# Exercise task
Output only the lines from the one holding "Locate the bowl" to the end of the data below, please, copied exactly.

# Entries supplied
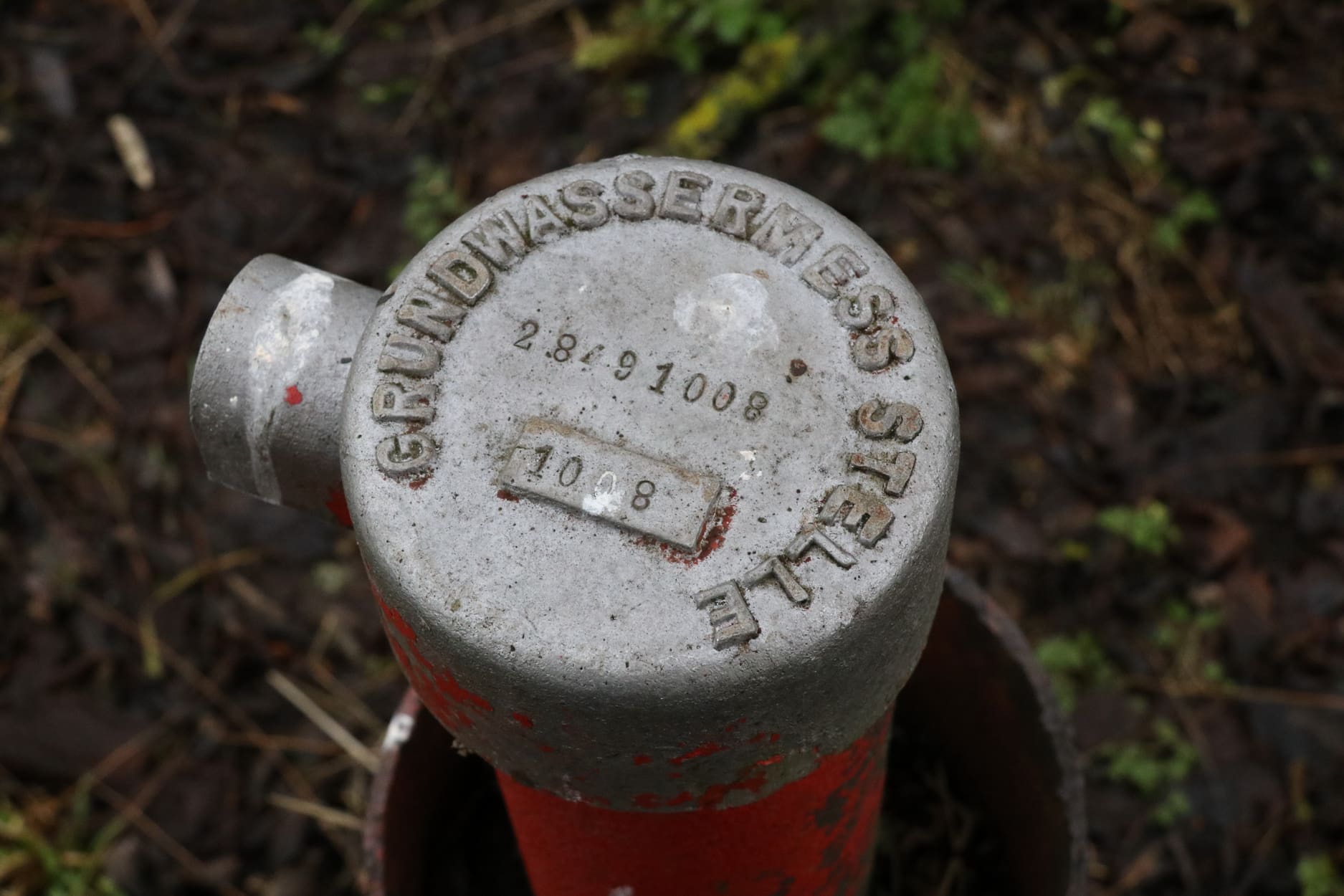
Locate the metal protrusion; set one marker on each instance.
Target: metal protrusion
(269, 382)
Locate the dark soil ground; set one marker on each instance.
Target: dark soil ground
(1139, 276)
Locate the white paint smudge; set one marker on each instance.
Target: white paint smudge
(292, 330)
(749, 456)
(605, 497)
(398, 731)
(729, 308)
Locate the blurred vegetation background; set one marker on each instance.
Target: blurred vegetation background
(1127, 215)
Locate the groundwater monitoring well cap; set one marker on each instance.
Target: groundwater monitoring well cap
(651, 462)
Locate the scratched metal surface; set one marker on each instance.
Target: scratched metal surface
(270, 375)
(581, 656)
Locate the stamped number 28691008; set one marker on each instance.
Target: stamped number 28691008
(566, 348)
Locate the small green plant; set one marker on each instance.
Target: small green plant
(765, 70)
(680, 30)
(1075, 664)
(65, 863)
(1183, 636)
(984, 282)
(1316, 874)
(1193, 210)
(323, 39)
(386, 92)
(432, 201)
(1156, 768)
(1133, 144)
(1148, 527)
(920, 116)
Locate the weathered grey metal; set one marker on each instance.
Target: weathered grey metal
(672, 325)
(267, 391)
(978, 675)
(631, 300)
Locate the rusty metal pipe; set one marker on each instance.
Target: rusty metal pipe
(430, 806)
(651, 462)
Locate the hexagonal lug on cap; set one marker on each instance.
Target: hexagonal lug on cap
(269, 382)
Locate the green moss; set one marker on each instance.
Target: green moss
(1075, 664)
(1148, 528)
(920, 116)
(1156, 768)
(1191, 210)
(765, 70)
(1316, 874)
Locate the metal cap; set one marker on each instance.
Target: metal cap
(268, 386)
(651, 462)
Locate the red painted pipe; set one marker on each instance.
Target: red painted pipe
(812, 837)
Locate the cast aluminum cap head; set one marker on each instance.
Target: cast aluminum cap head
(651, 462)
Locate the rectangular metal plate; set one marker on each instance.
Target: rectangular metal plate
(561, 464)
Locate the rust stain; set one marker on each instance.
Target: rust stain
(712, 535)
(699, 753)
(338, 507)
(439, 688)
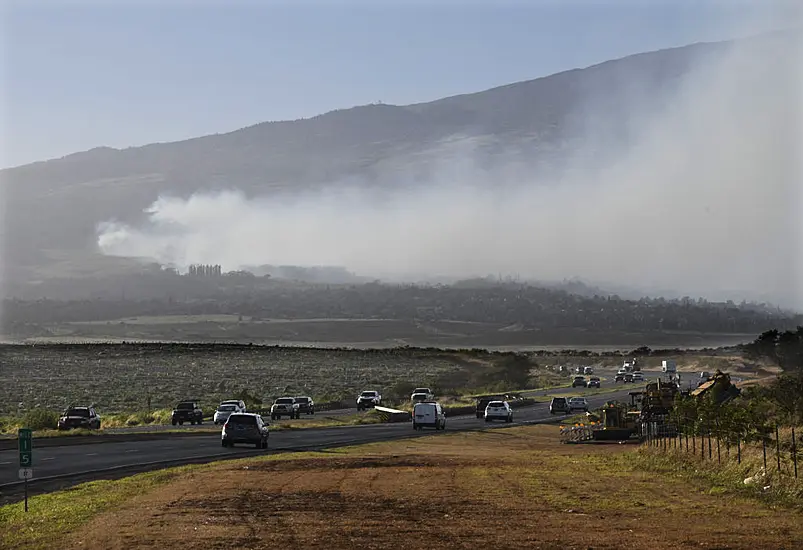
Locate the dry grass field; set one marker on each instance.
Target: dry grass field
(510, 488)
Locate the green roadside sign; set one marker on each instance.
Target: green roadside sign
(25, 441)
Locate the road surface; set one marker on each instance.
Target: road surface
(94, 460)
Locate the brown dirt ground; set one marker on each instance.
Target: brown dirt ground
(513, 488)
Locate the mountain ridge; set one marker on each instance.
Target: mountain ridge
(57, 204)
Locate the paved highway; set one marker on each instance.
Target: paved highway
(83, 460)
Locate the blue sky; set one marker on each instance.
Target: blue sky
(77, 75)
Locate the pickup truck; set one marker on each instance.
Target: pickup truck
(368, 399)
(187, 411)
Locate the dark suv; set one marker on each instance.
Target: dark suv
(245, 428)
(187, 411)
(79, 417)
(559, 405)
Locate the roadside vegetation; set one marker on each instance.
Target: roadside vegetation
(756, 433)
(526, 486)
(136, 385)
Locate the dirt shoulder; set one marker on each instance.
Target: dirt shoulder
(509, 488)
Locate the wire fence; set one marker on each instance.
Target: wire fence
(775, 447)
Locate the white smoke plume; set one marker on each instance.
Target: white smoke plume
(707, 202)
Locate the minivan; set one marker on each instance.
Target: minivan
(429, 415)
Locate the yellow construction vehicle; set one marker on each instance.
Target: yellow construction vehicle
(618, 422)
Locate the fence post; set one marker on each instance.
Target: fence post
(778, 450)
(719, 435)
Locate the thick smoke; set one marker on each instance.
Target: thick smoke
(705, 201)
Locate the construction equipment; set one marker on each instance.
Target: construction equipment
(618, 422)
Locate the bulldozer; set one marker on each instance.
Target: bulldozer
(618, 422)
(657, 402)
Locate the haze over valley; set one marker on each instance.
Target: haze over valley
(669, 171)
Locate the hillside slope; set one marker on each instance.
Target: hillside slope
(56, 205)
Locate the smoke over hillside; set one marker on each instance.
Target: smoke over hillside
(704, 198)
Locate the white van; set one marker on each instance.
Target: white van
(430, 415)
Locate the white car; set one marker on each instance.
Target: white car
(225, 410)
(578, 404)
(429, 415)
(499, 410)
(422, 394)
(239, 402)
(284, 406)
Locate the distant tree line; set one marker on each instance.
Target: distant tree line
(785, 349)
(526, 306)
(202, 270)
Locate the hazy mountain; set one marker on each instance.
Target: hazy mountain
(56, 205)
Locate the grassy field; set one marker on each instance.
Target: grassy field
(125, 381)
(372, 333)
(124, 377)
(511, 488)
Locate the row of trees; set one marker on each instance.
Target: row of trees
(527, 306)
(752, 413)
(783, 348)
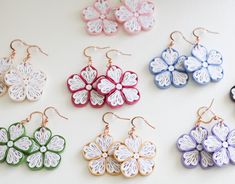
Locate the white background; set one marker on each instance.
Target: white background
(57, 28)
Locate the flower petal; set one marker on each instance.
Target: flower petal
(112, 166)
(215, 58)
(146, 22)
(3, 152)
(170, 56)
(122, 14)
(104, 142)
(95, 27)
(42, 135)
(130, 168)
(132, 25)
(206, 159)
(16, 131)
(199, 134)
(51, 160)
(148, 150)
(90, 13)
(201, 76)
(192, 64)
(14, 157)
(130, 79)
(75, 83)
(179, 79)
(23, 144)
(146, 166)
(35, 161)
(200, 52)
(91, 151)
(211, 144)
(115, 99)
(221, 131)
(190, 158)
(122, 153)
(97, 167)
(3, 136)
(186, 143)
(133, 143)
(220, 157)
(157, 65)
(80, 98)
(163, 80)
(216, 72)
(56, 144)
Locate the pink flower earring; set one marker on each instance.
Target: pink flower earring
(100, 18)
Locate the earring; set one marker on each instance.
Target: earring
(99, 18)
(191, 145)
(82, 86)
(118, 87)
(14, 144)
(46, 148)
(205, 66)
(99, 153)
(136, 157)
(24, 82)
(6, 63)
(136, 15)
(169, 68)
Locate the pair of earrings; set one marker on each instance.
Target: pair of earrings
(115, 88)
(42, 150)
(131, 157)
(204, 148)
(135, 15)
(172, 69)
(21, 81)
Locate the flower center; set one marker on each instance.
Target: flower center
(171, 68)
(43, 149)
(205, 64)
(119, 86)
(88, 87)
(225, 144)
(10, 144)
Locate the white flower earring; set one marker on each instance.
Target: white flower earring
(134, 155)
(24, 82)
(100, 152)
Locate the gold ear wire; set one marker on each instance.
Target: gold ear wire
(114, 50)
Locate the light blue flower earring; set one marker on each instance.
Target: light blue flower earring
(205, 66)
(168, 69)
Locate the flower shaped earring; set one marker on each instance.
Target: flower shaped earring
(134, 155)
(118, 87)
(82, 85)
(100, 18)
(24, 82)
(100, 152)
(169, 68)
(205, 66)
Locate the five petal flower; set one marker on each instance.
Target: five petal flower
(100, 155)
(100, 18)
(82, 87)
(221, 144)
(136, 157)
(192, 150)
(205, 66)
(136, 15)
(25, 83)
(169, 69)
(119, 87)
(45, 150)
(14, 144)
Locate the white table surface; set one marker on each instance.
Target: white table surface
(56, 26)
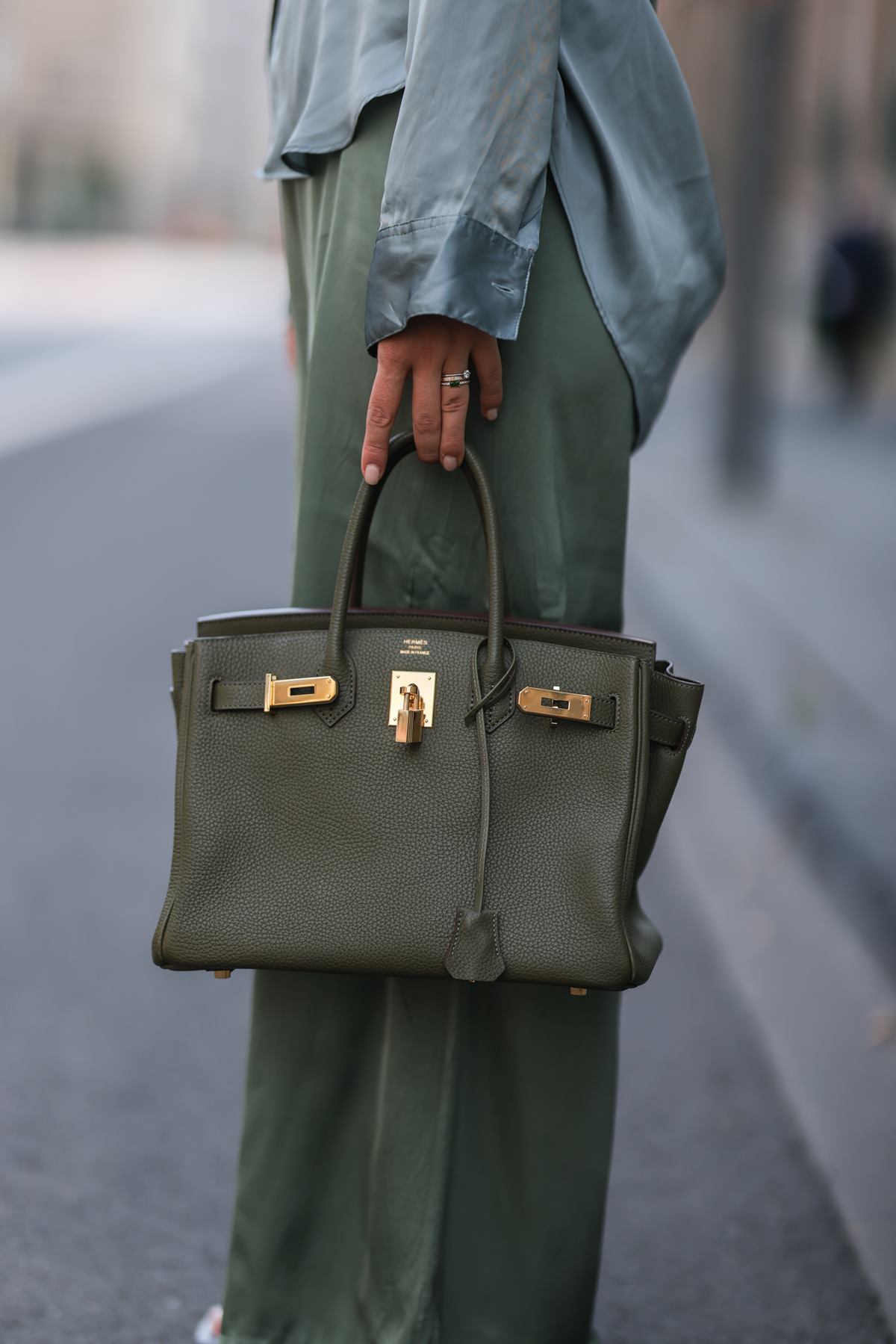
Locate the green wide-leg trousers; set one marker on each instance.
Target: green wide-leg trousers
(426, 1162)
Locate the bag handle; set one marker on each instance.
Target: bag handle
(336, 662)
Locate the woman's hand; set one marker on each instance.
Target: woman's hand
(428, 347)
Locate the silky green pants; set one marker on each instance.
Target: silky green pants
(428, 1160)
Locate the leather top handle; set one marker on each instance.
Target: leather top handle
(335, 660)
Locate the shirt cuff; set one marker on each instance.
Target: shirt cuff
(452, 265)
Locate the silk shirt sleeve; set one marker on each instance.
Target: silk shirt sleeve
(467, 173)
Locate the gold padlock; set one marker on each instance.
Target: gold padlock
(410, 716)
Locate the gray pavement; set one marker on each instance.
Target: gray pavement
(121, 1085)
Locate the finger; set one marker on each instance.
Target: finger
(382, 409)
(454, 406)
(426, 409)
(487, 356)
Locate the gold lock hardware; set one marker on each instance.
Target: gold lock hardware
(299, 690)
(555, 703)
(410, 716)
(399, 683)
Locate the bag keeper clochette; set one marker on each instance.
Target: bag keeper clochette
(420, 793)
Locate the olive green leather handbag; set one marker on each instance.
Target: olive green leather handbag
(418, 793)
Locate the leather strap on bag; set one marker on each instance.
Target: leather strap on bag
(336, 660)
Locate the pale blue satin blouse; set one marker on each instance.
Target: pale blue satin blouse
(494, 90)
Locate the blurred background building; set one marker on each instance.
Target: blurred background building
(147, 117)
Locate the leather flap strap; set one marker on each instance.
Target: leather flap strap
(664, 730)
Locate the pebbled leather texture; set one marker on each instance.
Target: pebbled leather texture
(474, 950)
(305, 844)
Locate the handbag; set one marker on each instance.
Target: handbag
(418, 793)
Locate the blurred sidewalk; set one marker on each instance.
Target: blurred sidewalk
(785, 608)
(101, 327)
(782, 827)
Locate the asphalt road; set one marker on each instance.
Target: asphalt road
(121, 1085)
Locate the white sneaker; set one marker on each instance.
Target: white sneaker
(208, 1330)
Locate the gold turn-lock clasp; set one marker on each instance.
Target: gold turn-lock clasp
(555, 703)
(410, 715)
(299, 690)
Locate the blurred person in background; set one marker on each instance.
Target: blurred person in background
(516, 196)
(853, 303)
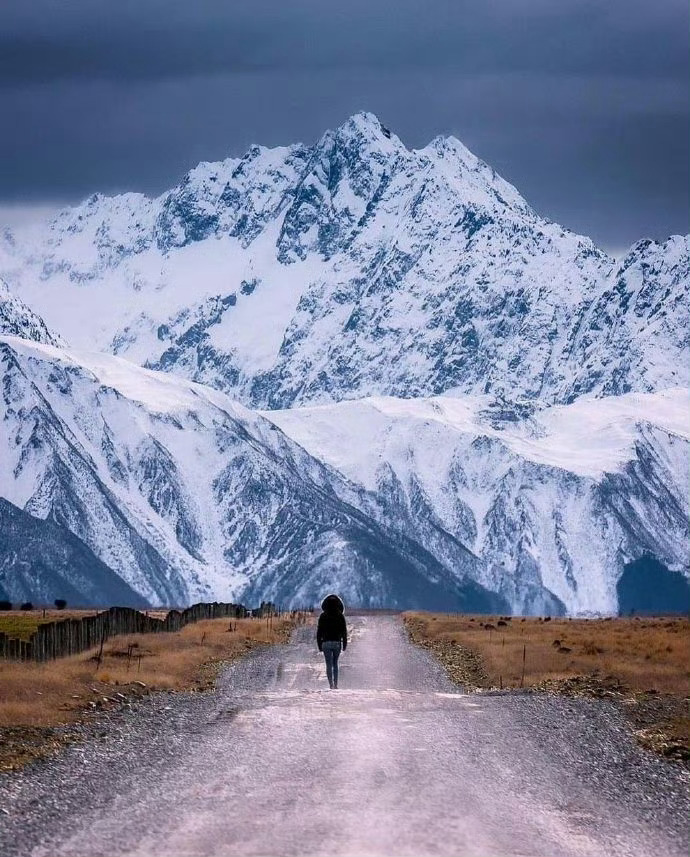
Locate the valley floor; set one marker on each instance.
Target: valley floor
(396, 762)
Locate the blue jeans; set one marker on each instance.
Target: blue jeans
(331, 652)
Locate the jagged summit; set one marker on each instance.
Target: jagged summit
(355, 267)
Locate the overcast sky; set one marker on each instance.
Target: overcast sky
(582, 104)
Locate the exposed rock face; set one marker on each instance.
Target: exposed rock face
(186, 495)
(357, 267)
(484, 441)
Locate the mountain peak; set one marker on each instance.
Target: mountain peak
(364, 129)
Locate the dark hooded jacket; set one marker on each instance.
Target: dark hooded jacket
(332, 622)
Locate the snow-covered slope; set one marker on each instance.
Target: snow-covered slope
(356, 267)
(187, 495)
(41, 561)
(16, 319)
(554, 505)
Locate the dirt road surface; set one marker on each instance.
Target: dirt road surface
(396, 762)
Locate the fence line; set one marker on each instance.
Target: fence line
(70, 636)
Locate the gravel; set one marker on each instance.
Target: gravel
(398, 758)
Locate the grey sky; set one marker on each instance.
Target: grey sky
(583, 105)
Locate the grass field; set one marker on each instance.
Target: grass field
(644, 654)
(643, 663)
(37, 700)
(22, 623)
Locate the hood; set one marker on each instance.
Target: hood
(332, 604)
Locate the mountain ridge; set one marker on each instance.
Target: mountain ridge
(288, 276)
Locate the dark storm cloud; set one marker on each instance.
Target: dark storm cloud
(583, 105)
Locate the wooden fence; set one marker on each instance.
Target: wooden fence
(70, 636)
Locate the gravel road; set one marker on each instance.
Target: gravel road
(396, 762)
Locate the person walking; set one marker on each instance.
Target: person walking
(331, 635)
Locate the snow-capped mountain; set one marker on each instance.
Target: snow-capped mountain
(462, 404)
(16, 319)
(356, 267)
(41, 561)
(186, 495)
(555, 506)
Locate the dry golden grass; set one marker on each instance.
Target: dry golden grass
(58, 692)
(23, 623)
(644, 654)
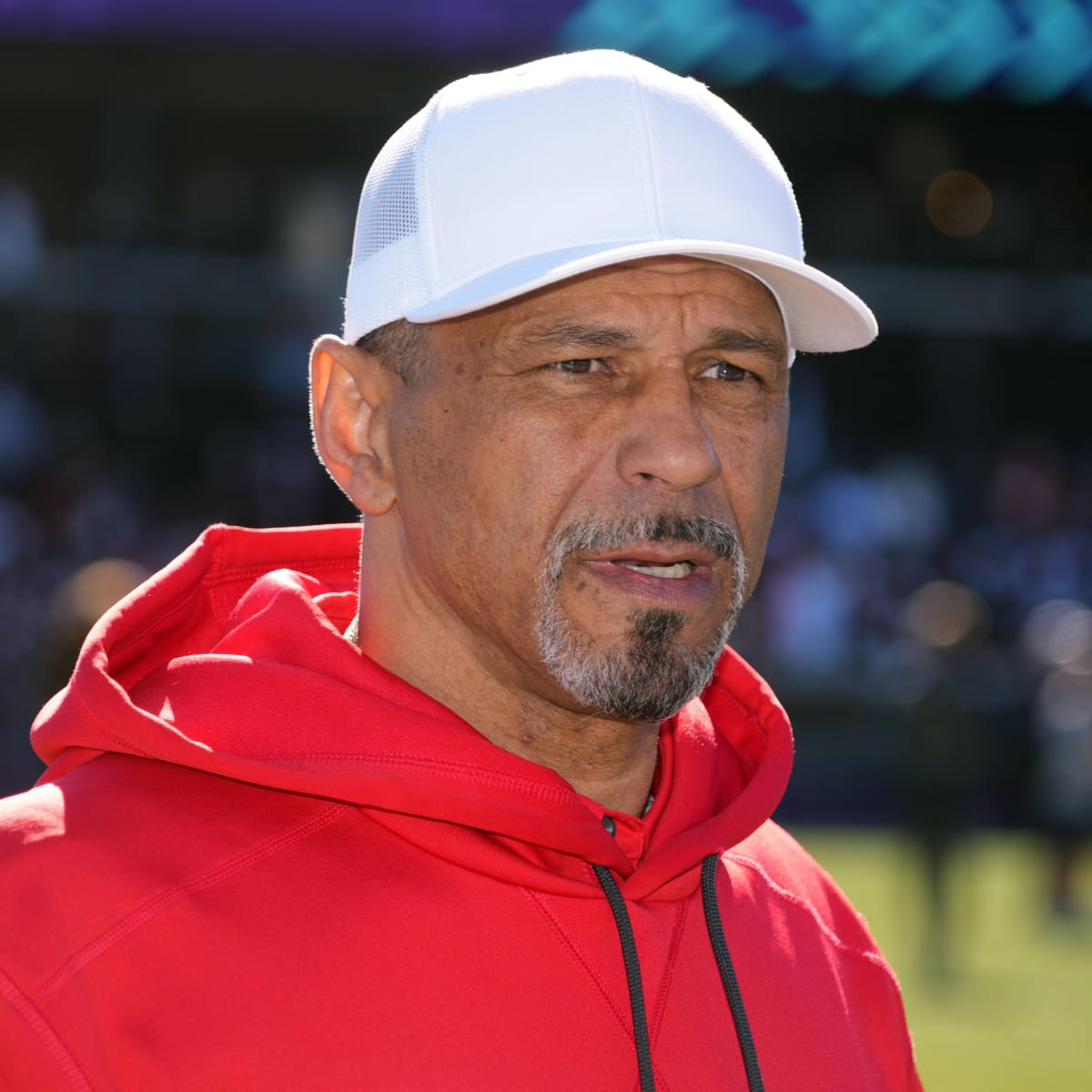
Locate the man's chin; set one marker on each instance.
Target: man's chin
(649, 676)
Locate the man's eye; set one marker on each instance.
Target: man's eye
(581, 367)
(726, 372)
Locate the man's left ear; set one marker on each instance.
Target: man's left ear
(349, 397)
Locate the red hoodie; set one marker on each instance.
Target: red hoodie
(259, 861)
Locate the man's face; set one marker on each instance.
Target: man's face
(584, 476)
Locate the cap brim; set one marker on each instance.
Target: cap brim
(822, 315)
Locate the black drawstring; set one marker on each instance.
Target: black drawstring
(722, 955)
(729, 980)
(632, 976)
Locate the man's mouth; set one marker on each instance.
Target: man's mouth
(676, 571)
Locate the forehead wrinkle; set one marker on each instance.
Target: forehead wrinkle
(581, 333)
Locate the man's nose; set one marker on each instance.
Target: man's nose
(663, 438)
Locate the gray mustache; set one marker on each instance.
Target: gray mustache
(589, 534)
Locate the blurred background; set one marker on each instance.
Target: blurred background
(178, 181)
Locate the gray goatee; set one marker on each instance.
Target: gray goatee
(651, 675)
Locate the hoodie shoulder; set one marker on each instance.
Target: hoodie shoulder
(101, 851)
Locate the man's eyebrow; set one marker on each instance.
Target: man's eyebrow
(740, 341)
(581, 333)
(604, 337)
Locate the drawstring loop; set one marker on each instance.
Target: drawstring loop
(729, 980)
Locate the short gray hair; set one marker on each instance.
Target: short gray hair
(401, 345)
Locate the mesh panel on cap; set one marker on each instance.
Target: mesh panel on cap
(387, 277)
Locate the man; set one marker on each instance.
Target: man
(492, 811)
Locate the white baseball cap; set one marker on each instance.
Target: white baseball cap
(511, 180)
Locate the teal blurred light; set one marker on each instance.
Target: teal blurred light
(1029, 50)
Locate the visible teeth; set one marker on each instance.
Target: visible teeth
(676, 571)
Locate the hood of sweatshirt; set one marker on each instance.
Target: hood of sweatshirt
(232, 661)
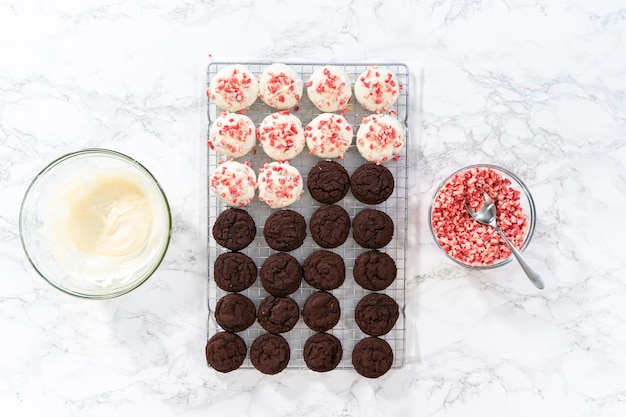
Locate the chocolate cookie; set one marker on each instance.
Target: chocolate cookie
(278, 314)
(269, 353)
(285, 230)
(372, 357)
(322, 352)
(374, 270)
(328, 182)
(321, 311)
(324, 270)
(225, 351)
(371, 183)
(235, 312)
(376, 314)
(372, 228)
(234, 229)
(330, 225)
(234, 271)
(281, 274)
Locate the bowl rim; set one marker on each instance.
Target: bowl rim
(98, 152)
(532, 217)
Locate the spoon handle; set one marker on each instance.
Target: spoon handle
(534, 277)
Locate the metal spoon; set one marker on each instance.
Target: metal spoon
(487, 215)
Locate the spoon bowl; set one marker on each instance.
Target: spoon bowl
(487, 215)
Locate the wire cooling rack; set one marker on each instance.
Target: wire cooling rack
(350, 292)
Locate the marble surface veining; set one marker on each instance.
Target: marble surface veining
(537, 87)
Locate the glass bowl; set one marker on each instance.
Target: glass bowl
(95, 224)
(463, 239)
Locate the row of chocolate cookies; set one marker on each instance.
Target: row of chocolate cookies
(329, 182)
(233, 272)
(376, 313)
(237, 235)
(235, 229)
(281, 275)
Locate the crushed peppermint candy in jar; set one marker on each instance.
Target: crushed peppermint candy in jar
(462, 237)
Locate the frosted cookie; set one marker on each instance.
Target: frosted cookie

# Expected output
Locate the bowl rim; set one marker on each instance.
Target: bowl rim
(98, 152)
(532, 217)
Locate the spoon handle; set one marker on each instance.
Target: spoon handle
(534, 277)
Locate the metal spoon; set one marker on each instance.
Target: metal spoon
(487, 215)
Locate the spoon bowl; set one marker on each instance.
Target: spoon bowl
(487, 215)
Locate the wire cooling rack; set one marker on each instance.
Target: wire cooling rack
(350, 292)
Locate the marble surface veining; set one marker on each instance.
Target: marble surface veining
(537, 87)
Locate the glass bowl; set one marker on each instance.
Target: glass bowl
(95, 224)
(463, 239)
Locate the row of chocolate cookies; set one marker on each instance.
Target: row of chocolate cookies
(329, 182)
(233, 272)
(376, 313)
(237, 235)
(235, 229)
(281, 275)
Locate the crushed peppermint candy in jar; set one marker on each instance.
Target: crushed peppermint candy in jar
(462, 237)
Locate the frosted cookie; set one marker on each instance.
Target: frosted cookie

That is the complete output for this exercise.